Recast the material below as a Markdown table with two columns, Row and Line. Give each nonblank line its own numbered row and leave out the blank lines.

-- START Stored records --

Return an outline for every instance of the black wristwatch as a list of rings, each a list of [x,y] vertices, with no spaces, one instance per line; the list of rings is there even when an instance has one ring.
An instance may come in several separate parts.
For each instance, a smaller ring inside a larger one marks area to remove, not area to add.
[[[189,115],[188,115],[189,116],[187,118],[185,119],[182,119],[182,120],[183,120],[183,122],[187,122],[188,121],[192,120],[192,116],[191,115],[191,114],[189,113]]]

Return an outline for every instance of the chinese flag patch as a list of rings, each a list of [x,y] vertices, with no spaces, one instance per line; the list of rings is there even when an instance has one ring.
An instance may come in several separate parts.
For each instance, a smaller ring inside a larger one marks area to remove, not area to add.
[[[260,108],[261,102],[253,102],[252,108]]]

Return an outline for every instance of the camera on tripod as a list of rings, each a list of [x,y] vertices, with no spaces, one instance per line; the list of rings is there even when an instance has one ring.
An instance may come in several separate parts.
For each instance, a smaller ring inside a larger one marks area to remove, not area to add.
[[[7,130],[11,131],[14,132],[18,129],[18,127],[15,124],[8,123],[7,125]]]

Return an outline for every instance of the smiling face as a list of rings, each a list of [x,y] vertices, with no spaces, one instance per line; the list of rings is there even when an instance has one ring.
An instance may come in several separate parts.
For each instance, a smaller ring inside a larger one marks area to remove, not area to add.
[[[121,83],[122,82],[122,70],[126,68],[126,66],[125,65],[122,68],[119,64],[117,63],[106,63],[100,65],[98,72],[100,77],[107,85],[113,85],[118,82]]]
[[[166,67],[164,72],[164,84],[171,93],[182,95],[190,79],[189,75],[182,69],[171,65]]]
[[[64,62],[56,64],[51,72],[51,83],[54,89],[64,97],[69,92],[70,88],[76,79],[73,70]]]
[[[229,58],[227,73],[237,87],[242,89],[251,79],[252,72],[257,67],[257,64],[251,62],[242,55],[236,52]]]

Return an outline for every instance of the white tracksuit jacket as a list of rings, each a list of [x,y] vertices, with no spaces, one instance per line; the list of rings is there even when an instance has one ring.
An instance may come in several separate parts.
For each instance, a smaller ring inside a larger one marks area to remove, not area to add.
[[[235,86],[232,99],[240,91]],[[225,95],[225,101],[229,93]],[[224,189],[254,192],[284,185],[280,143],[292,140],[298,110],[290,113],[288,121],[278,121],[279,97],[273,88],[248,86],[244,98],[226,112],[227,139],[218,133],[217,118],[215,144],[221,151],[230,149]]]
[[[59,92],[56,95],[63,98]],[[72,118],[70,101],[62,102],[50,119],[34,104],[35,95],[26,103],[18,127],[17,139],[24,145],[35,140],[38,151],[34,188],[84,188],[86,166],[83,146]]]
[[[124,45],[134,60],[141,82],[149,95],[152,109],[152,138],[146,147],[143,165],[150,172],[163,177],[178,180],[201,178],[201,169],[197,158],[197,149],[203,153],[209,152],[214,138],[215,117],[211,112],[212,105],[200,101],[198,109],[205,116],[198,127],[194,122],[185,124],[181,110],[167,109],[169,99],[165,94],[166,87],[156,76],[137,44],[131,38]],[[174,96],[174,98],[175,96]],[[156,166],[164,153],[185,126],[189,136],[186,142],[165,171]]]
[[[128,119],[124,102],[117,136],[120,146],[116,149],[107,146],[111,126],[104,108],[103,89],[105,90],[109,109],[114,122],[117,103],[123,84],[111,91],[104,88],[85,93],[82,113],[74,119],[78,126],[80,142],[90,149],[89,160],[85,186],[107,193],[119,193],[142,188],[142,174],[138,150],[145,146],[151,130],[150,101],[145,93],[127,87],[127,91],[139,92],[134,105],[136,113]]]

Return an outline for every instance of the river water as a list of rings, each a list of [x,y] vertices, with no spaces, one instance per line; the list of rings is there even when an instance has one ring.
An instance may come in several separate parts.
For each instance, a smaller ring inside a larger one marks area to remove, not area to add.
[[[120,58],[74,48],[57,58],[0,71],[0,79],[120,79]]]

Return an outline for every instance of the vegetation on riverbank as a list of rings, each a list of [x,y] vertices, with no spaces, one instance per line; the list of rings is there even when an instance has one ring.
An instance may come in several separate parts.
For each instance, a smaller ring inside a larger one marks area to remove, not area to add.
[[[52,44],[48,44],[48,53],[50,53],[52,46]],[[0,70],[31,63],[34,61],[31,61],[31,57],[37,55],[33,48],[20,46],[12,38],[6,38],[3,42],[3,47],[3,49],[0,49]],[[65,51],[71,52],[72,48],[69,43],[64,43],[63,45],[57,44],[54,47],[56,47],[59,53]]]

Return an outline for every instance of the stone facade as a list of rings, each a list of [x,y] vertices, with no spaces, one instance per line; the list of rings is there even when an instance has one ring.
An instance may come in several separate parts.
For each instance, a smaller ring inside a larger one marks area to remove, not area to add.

-- END Stored records --

(Solution to the problem):
| Row | Line |
|---|---|
| 1 | Return an outline for every instance of the black wristwatch as a list of rings, each a list of [x,y] vertices, with no spaces, one instance per line; the list of rings is there even when an instance has one ring. |
| 2 | An instance may come in several separate parts. |
| 3 | For each instance, a smaller ring inside a larger one marks area to remove, not area to add. |
| 4 | [[[189,115],[188,115],[189,116],[187,118],[185,119],[182,119],[182,120],[183,120],[183,122],[187,122],[188,121],[192,120],[192,116],[191,115],[191,114],[189,113]]] |
| 5 | Return an outline for every instance of the chinese flag patch as a list of rings, each a list of [x,y] vertices, with no spaces, one instance per line; the list of rings is there even when an instance has one ring. |
| 6 | An instance may come in several separate parts. |
| 7 | For each instance, a smaller ring inside a larger one marks area to remove, not area to add. |
| 8 | [[[260,108],[261,102],[253,102],[252,108]]] |
| 9 | Return an outline for every instance of the camera on tripod as a list of rings, each a list of [x,y] vertices, with no spaces, one instance per line; the list of rings is there even when an instance has one ring. |
| 10 | An instance may come in several separate parts. |
| 11 | For each instance, a smaller ring inside a larger one marks area to remove, not area to add. |
| 12 | [[[7,130],[11,131],[14,132],[18,129],[18,127],[15,124],[8,123],[7,125]]] |
| 13 | Return an outline for every instance of the smiling face as a list of rings, each a list of [x,y] vertices, with no spaces, one instance per line; the list of rings is there even when an instance has one ring. |
| 14 | An instance may come in several separate parts. |
| 15 | For each instance, a smaller ring inside a larger one marks area to remove, not area to add. |
| 16 | [[[121,83],[122,82],[122,70],[126,68],[126,66],[125,65],[122,68],[119,64],[117,63],[106,63],[100,65],[98,72],[100,77],[107,85],[113,85],[118,82]]] |
| 17 | [[[166,67],[164,72],[164,84],[171,93],[182,95],[190,79],[189,75],[182,69],[171,65]]] |
| 18 | [[[64,62],[56,64],[51,72],[51,83],[54,89],[64,97],[69,92],[70,88],[76,79],[73,70]]] |
| 19 | [[[229,58],[227,73],[237,87],[242,89],[251,79],[252,72],[257,67],[257,64],[251,62],[242,55],[236,52]]] |
| 20 | Return an outline for every instance of the white tracksuit jacket as a list of rings, each a list of [x,y] vertices, with no spaces, one instance per line; the list of rings is there even when an instance has one ring. |
| 21 | An instance may come in several separate parts. |
| 22 | For each instance, a smaller ring inside a larger one marks area to remove, not area to add. |
| 23 | [[[235,86],[232,99],[240,91]],[[225,95],[225,101],[229,93]],[[224,189],[254,192],[284,185],[280,143],[292,140],[298,110],[290,113],[288,121],[278,121],[279,97],[273,88],[248,86],[244,98],[226,112],[227,139],[218,133],[217,118],[215,144],[221,151],[230,149]]] |
| 24 | [[[59,92],[56,95],[63,98]],[[72,118],[70,101],[62,102],[50,119],[34,104],[35,95],[26,103],[18,127],[17,139],[24,145],[35,140],[38,151],[34,188],[84,188],[86,166],[83,146]]] |
| 25 | [[[124,45],[134,60],[141,82],[149,95],[152,109],[152,138],[146,147],[143,165],[150,172],[163,177],[178,180],[201,178],[201,169],[197,158],[197,149],[203,153],[209,152],[214,138],[215,117],[211,112],[212,105],[200,101],[198,109],[205,116],[198,127],[194,122],[185,124],[181,110],[167,109],[169,99],[165,94],[166,87],[156,76],[137,44],[131,38]],[[174,96],[174,98],[175,96]],[[156,166],[164,153],[185,126],[189,136],[186,142],[165,171]]] |
| 26 | [[[128,119],[124,102],[117,136],[120,146],[116,149],[107,146],[111,126],[104,108],[103,89],[105,90],[109,109],[114,122],[117,103],[123,84],[111,91],[104,88],[85,93],[82,113],[74,119],[78,126],[80,142],[90,149],[89,160],[85,186],[107,193],[119,193],[142,188],[142,174],[138,150],[145,146],[151,130],[150,101],[145,93],[127,87],[127,91],[139,92],[134,105],[136,113]]] |
| 27 | Return an outline for every instance of the river water as a list of rings, each a list of [x,y] vertices, with no spaces, one instance per line; the list of rings is there even when an instance has one ring. |
| 28 | An instance may come in several separate parts. |
| 29 | For each instance, a smaller ring inside a larger one marks area to remove, not area to add. |
| 30 | [[[120,58],[74,48],[57,58],[0,71],[0,79],[120,79]]] |
| 31 | Return an outline for every instance of the vegetation on riverbank as a list of rings, each a list of [x,y] vertices, with no spaces, one instance per line; the list of rings is there even when an instance has one ring. |
| 32 | An instance may come in several separate parts. |
| 33 | For each instance, a smaller ring inside a larger one marks area to remove, not area to add. |
| 34 | [[[52,44],[48,44],[48,53],[50,53],[52,46]],[[0,70],[31,63],[34,61],[31,61],[31,57],[37,55],[33,48],[20,46],[12,38],[6,38],[3,42],[3,47],[3,49],[0,49]],[[65,51],[71,52],[72,48],[69,43],[64,43],[63,45],[57,44],[54,47],[56,47],[59,53]]] |
| 35 | Return an outline for every instance of the stone facade as a list of rings, each a list of [x,y] vertices, with no spaces, one instance per line; the list of rings is there even when an instance has one ring. |
| 36 | An instance may come in several separate parts. |
| 37 | For each instance, a smaller ring inside a larger one marks area to remove, not area to add. |